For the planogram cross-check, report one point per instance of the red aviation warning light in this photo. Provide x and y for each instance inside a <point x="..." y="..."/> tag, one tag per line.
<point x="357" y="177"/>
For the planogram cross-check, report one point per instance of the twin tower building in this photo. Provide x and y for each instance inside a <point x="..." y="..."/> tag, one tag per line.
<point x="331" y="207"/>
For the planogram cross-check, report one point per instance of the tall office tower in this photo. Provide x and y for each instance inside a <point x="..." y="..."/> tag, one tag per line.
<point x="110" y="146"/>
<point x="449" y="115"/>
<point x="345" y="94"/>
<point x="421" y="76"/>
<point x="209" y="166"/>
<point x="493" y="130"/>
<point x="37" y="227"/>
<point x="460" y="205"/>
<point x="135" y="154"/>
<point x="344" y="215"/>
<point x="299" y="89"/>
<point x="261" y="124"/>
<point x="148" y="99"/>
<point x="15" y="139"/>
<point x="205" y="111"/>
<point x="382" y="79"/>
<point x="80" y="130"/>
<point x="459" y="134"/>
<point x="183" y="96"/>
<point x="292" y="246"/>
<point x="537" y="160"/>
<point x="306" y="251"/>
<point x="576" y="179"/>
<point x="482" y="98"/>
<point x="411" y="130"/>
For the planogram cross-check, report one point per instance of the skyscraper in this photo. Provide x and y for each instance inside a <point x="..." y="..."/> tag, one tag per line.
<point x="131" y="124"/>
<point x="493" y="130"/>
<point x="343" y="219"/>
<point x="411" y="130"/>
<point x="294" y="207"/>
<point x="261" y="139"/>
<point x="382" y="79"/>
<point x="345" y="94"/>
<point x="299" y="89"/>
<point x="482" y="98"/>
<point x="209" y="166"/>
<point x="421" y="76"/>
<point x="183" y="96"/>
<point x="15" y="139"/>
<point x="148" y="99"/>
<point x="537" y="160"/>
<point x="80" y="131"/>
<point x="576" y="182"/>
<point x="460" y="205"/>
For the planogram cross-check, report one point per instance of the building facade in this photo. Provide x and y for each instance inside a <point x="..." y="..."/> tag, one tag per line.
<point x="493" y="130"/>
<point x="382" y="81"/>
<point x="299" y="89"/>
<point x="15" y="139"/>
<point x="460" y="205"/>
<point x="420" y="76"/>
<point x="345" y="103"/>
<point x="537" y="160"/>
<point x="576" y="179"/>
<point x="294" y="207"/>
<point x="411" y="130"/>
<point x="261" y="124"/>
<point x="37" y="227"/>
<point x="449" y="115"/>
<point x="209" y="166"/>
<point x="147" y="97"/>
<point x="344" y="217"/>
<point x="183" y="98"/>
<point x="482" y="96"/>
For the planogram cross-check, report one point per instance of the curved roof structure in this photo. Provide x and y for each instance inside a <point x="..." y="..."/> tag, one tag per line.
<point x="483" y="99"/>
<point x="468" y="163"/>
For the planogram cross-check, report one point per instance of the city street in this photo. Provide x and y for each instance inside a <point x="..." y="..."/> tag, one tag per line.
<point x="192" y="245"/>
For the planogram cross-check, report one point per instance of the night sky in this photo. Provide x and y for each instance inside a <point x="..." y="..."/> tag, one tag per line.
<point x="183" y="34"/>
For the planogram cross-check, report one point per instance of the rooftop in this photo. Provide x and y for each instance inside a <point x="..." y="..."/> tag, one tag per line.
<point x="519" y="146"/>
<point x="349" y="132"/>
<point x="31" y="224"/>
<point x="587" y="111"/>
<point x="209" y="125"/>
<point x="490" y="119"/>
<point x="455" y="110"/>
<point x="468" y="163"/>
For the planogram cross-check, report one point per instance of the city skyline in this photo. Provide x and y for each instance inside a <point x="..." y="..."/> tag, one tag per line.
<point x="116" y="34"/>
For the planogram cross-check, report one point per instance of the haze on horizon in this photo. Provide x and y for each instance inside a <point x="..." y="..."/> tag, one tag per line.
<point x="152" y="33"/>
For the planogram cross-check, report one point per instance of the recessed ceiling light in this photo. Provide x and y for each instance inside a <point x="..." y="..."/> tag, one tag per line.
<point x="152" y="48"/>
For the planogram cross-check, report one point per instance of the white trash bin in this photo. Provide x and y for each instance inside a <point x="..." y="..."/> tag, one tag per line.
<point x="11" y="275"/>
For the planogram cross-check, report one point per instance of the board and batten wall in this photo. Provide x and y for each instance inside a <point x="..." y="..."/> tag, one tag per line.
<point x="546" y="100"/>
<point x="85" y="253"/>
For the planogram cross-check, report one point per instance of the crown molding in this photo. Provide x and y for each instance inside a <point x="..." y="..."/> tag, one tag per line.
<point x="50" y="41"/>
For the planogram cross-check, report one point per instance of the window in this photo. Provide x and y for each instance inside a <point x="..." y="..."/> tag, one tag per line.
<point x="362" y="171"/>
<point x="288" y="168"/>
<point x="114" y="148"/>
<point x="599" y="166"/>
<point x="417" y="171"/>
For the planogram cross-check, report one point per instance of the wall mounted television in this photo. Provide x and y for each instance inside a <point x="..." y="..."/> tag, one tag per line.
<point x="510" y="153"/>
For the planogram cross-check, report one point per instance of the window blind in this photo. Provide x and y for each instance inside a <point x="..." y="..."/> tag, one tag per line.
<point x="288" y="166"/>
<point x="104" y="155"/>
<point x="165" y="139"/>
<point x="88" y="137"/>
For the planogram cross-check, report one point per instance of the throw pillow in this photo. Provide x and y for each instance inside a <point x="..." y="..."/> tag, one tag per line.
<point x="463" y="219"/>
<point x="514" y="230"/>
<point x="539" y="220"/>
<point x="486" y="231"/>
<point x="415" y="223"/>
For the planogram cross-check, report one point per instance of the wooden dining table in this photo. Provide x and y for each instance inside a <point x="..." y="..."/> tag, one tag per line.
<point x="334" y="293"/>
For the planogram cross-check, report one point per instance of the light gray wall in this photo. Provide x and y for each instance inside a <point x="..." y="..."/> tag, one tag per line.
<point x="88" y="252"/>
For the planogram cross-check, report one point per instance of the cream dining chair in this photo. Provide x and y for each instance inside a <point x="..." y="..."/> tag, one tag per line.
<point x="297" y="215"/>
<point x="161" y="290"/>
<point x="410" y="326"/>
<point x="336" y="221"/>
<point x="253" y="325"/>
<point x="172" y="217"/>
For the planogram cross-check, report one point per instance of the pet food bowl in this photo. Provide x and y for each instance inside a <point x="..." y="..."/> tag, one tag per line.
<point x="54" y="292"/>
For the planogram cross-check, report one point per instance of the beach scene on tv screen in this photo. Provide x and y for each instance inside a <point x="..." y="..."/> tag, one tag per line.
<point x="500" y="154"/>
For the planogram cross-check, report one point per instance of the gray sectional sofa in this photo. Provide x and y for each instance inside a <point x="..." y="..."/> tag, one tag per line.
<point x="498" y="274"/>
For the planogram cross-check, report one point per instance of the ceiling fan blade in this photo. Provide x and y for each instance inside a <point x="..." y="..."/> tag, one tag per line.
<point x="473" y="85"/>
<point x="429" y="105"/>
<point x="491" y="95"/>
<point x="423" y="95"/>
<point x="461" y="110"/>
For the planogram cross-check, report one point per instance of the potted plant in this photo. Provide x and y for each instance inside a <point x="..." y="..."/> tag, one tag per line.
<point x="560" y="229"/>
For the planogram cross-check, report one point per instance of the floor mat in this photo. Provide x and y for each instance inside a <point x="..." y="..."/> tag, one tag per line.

──────────────────────────────

> _TASK TO COMPLETE_
Copy out, word for word, every line from the one containing "of the potted" through the last line of the records above, including both of those lines.

> _REPLY_
For the planogram cross-check, report one point per instance of the potted plant in this photo. Provide x and y for each instance inside a <point x="..." y="..."/> tag, one tag per line.
<point x="560" y="229"/>
For the planogram cross-check, report one point per instance of the floor mat in this photo. Provide x and y for each instance inside a <point x="..." y="..."/> tag, one tag per line.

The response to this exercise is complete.